### Opdracht 1
Op welke datum werd D.H. Lawrence geboren volgens de leestekst over zijn dichterschap?

### Leestekst
| |
| |
| |
D.H. Lawrence, dichter
Paul Claes
Weinig lezers van Lady Chatterley's Lover weten dat D.H. Lawrence een gezegend dichter is. Simon Vestdijk schrijft in zijn Essays in duodecimo (1952) zelfs: ‘Ik heb Lawrence altijd groter gevonden als dichter dan als romancier. Vooral in zijn jeugdlyriek is hij van een verrukkelijke onbevangenheid en heeft hij de kostelijkste invallen’. Dit is meer dan een uitnodiging om de poëzie van Lawrence van naderbij te bekijken.
| |
Tweespalt
David Herbert Lawrence werd op 11 september 1885 geboren in het mijnstadje Eastwood, dat in de Midlands ligt. Zijn vader was een mijnwerker, zijn moeder een onderwijzeres. Hun karakters kwamen niet met elkaar overeen. Hij was een ruw, vaak dronken arbeider, zij een culturele en verfijnde kleinburgersdochter. Hun tweespalt dreef van in het begin een wig in het leven van Lawrence. Een van zijn eerste gedichten heet dan ook: ‘Discord in Childhood’.
Discord in childhood
Outside the house an ash-tree hung its terrible whips,
And at night when the wind arose, the lash of the tree
Shrieked and slashed the wind, as a ship's
Weird rigging in a storm shrieks hideously.
Within the house two voices arose in anger, a slender lash
Whistling delirious rage, and the dreadful sound
Of a thick lash booming and bruising, until it drowned
The other voice in a silence of blood, ‘neath the noise of the ash.
Onenigheid in de kindertijd
Buiten het huis liet een es zijn twijgen hangen als zwepen,
En 's nachts wanneer de wind opstak, gierde de boom
| |
| |
En geselde zijn gestriem de wind, zoals bij schepen
Het spokige want afgrijselijk giert in de storm.

### Opdracht 2
Bepaal hoeveel regels van de lijst hieronder het woord "cloud" bevatten, waarbij het verschil tussen hoofdletters en kleine letters telt. Geef alleen het aantal.

### Brongegevens
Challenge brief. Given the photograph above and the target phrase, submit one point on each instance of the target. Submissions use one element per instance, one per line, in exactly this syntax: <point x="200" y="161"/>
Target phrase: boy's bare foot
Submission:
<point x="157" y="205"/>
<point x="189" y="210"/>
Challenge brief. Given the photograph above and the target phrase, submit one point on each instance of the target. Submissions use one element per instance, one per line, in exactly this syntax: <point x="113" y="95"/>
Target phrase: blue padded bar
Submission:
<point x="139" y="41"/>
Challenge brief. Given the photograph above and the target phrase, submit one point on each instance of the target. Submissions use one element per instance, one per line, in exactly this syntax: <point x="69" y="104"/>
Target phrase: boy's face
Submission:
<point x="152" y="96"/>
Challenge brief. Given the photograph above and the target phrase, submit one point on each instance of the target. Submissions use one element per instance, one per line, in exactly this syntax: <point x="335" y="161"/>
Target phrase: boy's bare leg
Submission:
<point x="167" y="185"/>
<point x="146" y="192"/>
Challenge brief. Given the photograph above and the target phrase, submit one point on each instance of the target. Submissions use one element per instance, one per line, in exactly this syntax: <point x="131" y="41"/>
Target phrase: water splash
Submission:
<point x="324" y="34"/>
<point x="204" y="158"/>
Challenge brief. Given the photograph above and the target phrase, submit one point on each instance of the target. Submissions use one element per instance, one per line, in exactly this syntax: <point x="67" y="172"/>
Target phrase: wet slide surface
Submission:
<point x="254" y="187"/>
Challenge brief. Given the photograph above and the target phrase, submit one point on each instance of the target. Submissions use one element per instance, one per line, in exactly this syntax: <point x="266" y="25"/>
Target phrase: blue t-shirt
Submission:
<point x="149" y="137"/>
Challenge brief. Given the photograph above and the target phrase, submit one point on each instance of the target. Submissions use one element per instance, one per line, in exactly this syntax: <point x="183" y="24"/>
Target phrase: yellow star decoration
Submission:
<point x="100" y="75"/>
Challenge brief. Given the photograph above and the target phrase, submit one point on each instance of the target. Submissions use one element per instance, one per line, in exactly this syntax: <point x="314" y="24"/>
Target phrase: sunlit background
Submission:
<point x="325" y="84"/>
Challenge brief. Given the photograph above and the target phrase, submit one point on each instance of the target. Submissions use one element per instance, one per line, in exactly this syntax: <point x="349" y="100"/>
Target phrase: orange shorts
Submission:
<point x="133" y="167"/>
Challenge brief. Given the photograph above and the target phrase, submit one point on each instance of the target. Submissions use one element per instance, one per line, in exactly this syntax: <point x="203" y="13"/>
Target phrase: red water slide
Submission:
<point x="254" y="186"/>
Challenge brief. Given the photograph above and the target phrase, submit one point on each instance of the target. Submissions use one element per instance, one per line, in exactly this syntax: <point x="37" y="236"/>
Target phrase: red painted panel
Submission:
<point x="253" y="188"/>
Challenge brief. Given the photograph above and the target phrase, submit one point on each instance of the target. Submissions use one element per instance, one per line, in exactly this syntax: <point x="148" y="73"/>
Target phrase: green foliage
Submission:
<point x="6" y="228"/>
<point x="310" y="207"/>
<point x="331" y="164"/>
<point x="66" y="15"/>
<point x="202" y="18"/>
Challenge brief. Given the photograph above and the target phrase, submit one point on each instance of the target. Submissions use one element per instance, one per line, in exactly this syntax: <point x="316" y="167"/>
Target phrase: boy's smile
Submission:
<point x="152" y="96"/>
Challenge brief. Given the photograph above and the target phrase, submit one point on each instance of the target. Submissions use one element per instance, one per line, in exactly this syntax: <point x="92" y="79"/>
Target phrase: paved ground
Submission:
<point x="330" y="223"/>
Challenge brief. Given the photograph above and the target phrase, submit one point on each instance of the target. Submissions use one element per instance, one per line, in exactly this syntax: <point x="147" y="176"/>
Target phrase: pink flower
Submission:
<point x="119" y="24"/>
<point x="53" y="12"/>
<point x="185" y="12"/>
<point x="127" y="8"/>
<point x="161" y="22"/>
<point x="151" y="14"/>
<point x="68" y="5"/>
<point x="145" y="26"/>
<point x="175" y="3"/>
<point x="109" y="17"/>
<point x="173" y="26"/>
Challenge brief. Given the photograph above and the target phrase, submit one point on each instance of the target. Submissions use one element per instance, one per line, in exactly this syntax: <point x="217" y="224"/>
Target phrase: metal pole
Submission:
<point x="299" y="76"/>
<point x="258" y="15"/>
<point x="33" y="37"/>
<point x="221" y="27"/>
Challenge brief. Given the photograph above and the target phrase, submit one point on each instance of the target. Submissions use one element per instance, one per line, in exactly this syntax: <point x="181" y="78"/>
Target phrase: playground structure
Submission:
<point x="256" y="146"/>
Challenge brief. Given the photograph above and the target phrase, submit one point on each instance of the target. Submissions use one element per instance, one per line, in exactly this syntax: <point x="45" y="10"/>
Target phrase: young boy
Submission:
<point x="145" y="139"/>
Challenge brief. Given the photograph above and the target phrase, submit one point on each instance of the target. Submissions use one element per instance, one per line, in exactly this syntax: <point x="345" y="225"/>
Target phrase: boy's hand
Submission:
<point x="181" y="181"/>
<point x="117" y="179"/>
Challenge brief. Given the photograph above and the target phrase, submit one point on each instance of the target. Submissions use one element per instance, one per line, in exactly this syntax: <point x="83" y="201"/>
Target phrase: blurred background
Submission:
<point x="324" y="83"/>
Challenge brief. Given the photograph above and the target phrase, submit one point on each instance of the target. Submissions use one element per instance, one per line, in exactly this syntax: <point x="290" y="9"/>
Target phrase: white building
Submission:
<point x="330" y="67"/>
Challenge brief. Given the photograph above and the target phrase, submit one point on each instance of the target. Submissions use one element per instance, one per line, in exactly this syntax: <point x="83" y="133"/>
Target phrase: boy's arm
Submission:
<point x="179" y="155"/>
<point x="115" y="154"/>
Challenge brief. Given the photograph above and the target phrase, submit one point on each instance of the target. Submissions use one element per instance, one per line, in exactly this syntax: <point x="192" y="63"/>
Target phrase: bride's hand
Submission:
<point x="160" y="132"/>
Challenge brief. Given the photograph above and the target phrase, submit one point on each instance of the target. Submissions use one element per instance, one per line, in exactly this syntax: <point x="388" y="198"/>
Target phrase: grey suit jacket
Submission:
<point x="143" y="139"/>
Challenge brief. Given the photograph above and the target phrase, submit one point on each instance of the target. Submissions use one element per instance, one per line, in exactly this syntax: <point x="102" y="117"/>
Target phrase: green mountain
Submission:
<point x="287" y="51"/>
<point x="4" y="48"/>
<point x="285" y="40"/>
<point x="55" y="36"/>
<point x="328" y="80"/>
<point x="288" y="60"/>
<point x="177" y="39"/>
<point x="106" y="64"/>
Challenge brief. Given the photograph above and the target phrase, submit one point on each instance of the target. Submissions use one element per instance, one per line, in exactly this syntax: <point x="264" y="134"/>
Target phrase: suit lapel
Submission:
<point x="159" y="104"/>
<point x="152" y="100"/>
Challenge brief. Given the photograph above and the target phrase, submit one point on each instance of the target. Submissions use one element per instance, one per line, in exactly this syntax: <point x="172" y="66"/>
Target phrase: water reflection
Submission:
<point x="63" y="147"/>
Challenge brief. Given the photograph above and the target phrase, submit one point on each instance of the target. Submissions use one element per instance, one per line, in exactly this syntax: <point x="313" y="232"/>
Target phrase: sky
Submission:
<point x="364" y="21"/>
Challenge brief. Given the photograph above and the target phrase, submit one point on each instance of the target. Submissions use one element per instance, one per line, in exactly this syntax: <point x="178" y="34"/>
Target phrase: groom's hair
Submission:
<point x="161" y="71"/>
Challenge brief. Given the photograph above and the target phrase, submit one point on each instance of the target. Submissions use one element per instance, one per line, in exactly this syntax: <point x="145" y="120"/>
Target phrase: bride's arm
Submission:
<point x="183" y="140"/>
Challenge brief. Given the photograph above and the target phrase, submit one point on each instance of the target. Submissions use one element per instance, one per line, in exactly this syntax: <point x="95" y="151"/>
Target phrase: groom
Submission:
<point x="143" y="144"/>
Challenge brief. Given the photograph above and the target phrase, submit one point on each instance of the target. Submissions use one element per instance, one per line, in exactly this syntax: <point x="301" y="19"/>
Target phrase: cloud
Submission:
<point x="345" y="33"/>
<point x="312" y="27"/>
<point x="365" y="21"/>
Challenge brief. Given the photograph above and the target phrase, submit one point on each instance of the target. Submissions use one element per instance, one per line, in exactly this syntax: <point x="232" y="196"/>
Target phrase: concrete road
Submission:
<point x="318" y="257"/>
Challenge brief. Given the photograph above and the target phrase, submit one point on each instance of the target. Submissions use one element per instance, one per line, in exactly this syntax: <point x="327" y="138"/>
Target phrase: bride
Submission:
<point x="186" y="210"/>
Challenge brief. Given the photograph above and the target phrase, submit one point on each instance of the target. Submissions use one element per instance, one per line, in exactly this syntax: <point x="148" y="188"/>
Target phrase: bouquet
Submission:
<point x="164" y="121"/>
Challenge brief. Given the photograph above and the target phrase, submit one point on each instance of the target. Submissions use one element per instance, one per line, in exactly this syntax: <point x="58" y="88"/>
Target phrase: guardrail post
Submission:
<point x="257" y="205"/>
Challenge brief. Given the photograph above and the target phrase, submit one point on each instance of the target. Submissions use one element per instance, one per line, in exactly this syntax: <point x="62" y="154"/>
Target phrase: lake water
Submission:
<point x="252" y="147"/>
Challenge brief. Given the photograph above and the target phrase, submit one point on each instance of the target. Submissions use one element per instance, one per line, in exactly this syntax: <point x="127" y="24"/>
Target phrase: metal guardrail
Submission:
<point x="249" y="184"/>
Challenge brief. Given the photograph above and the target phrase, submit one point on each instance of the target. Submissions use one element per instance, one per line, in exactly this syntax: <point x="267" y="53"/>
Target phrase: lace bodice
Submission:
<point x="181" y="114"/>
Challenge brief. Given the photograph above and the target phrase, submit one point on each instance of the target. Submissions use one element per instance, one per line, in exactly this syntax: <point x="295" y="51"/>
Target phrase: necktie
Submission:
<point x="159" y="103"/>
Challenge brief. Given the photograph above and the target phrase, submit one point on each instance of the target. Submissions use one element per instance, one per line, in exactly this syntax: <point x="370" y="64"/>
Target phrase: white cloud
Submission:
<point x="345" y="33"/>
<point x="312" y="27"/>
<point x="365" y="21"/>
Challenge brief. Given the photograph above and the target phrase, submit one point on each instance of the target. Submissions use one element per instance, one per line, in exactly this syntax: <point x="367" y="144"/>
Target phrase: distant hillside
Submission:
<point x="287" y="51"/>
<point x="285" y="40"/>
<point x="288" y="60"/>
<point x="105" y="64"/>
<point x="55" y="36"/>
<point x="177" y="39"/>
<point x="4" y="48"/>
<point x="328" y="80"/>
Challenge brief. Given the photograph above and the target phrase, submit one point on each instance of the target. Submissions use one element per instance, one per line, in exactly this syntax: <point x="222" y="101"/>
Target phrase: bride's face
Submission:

### Antwoord 1
Op 11 september 1885.

### Antwoord 2
2